Copy each line of the listing below exactly.

# # # # #

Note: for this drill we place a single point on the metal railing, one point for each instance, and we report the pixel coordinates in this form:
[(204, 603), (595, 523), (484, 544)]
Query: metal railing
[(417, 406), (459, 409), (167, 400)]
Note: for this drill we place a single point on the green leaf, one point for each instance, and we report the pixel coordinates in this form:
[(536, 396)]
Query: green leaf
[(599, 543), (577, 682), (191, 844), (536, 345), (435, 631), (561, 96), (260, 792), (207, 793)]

# # # # #

■ Written response:
Note: for this drill we place a single point on the metal railing, one point for each instance, and we report the pixel coordinates in this form:
[(204, 603), (595, 523), (484, 544)]
Query: metal railing
[(417, 406), (459, 409), (167, 400)]
Note: for this drill we place a single point on the green leaf, one point for each instance, and we report the pixel coordinates in this form:
[(536, 396)]
Query: green leaf
[(599, 543), (577, 682), (191, 844), (536, 345), (435, 631), (561, 96), (260, 792), (207, 793)]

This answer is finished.